§ **COSA SI CHIEDE**
1: Estrai dal brano sulle patologie spleniche, senza alcuna modifica, la parte che si apre con le parole contenenti "NEOPLASIE BENIGNE: emangiomi, linfangiomi, amartomi." e si chiude con "si rimuove l’organo.".
2: Per favore, rispondi alle seguenti domande basandoti sul brano sulle patologie spleniche:
(a) Con quale manifestazione si presentano TBC e malaria?
(b) Quali neoplasie benigne vengono elencate?
(c) Nelle neoplasie maligne, che tipo di atto è molto spesso la rimozione radicale?

§ **BRANO FORNITO**
****

TBC e MALARIA: Si verificano in corso di malattie sistemiche e possono produrre anche fenomeni infiammatori perisplenici con quadri aderenziali viscero-viscerali o viscero-parietali. Si manifestano con splenomegalia. Viene rimossa per eliminare i fenomeni di compressione ed il rischio di rottura.

NEOPLASIE BENIGNE: emangiomi, linfangiomi, amartomi. Arrecano disturbo solamente quando raggiungono grosse dimensioni o quando si verificano rottura o sanguinamento. Solo occasionalmente si procede a resezioni spleniche, più spesso si rimuove l’organo.

NEOPLASIE MALIGNE: primitivi (angiosarcomi, linfosarcomi, linfomi, leucemie) o secondari (stomaco, mammella, polmone, prostata). Sono sintomatiche solamente quando raggiungono dimensioni considerevoli ed in questo caso possono evolvere il rottura o sanguinamento. Si procede alla rimozione radicale e molto spesso, per la natura del problema, è un atto palliativo.

****

§ **ESTRATTI DEI RECORD**
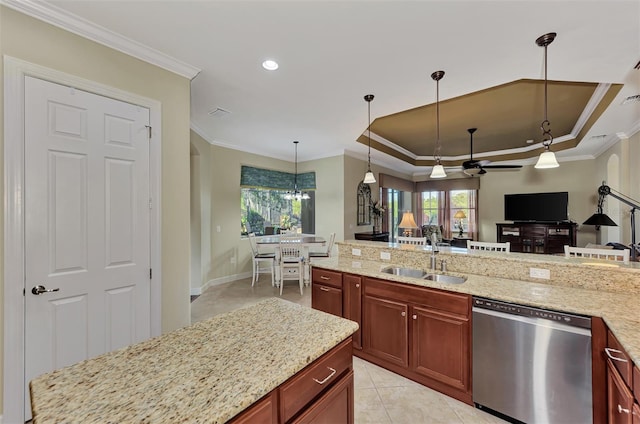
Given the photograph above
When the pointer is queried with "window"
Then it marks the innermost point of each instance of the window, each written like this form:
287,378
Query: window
263,207
440,207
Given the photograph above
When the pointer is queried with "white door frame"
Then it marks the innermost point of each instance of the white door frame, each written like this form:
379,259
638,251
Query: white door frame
15,71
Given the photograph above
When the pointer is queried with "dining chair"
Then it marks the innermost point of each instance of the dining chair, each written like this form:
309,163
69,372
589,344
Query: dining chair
489,247
259,258
291,261
585,252
324,253
419,241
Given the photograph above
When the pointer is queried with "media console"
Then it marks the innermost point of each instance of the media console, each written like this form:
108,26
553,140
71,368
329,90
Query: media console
538,237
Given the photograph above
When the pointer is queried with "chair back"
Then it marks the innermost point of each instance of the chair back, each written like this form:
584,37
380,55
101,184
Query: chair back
412,240
489,247
252,243
332,239
290,248
609,254
427,230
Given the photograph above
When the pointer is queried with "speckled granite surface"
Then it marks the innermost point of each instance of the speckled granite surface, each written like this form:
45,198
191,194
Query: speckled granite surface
574,290
208,372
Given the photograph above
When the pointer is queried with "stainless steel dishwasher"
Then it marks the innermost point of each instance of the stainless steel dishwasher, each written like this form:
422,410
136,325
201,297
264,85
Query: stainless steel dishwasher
531,365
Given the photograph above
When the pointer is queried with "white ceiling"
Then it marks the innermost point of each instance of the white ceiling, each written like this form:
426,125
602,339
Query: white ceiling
332,53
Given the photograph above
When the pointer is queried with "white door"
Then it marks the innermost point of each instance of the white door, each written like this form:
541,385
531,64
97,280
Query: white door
86,226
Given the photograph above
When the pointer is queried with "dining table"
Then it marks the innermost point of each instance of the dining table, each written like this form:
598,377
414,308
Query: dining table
305,241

****

§ **SOLUZIONI**
1:
NEOPLASIE BENIGNE: emangiomi, linfangiomi, amartomi. Arrecano disturbo solamente quando raggiungono grosse dimensioni o quando si verificano rottura o sanguinamento. Solo occasionalmente si procede a resezioni spleniche, più spesso si rimuove l’organo.

2:
(a) Con splenomegalia.
(b) Emangiomi, linfangiomi, amartomi.
(c) Un atto palliativo.